• PROBLEM TO SOLVE
Can you rewrite the paragraph of the Met dataset excerpt that begins "Many of these fields are self-explanatory" as a short bulleted list that keeps its main facts?

• EXCERPTED PASSAGE
If the above doesn’t work for you, try looking at Github issue #325. Alternatively, you could try a direct download using:

~$ wget https://media.githubusercontent.com/media/metmuseum/openaccess/master/MetObjects.csv

Once you have the file, the first row of the file will have the field names available:

Object Number,Is Highlight,Is Public Domain,Object ID,Department,Object Name,Title,Culture,Period,Dynasty,Reign,Portfolio,Artist Role,Artist Prefix,Artist Display Name,Artist Display Bio,Artist Suffix,Artist Alpha Sort,Artist Nationality,Artist Begin Date,Artist End Date,Object Date,Object Begin Date,Object End Date,Medium,Dimensions,Credit Line,Geography Type,City,State,County,Country,Region,Subregion,Locale,Locus,Excavation,River,Classification,Rights and Reproduction,Link Resource,Metadata Date,Repository

Many of these fields are self-explanatory but some may have ambiguous or non-obvious meanings. This data looks like it may span multiple tables in the Met’s database and those relational links were flattned to generate this file. There are also some obviously useful bits of data missing, such as collection details and the original full-size image. We’ll have to wait for the Met to release more definitive documentation, but for now, this is a good start.

Prepare the database

I had initially planned to just install the csv module for Python but changed my mind once I realised the size of the dataset. Besides, I figured exploring and manipulating the data would be easier in SQL. So I decided to create a simple table in my MySQL database:

-- DROP DATABASE IF EXISTS themet;
-- CREATE DATABASE themet DEFAULT CHARACTER SET utf8 COLLATE utf8_unicode_ci;
USE themet;

CREATE TABLE `met_objects`
(
    `obj_num` text,
    `is_highlight` boolean,
    `is_public_domain` boolean,
    `obj_id` int(11),
    `department` text,
    `obj_name` text,
    `title` text,
    `culture` text,
    `period` text,
    `dynasty` text,
    `reign` text,
    `portfolio` text,
    `artist_role` text,
    `artist_prefix` text,
    `artist_display_name` text,
    `artist_display_bio` text,
    `artist_suffix` text,
    `artist_alpha_sort` text,
    `artist_nationality` text,
    `artist_begin_date` text,
    `artist_end_date` text,
    `obj_date` text,
    `obj_begin_date` text,
    `obj_end_date` text,
    `medium` text,
    `dimensions` text,
    `credit_line` text,
    `geography_type` text,
    `city` text,
    `state` text,
    `county` text,
    `country` text,
    `region` text,
    `subregion` text,
    `locale` text,
    `locus` text,
    `excavation` text,
    `river` text,
    `classification` text,
    `rights_and_reproduction` text,
    `link_resource` text,
    `metadata_date` text,
    `repository` text,
    `full_img` text,
    `collection_details` text,
     PRIMARY KEY (`obj_id`)

Position identification records:
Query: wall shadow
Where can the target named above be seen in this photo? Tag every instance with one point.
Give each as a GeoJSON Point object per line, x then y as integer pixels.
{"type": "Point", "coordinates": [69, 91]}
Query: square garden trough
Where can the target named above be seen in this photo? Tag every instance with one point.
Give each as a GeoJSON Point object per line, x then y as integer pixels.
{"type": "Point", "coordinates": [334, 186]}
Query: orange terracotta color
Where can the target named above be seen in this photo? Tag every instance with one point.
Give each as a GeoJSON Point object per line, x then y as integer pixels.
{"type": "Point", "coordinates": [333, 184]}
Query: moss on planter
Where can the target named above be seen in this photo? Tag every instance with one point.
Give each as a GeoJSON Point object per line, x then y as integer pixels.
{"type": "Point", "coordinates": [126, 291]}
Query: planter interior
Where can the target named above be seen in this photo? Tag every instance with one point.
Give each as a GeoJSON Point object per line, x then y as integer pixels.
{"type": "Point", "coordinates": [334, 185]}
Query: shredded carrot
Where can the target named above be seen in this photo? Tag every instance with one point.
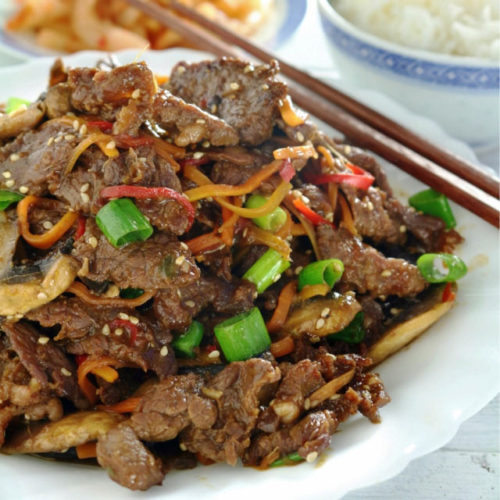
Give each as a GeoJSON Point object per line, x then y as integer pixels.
{"type": "Point", "coordinates": [327, 156]}
{"type": "Point", "coordinates": [88, 366]}
{"type": "Point", "coordinates": [46, 240]}
{"type": "Point", "coordinates": [208, 242]}
{"type": "Point", "coordinates": [212, 190]}
{"type": "Point", "coordinates": [83, 293]}
{"type": "Point", "coordinates": [347, 219]}
{"type": "Point", "coordinates": [303, 152]}
{"type": "Point", "coordinates": [281, 312]}
{"type": "Point", "coordinates": [257, 235]}
{"type": "Point", "coordinates": [126, 406]}
{"type": "Point", "coordinates": [86, 450]}
{"type": "Point", "coordinates": [312, 290]}
{"type": "Point", "coordinates": [289, 115]}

• TASK RESPONSE
- Most fields are self-explanatory, but some have ambiguous or non-obvious meanings.
- The data seems to span multiple tables in the Met's database, with the relational links flattened to produce this file.
- Some clearly useful data is missing, such as collection details and the original full-size image.
- More definitive documentation must wait for the Met, but for now the file is a good start.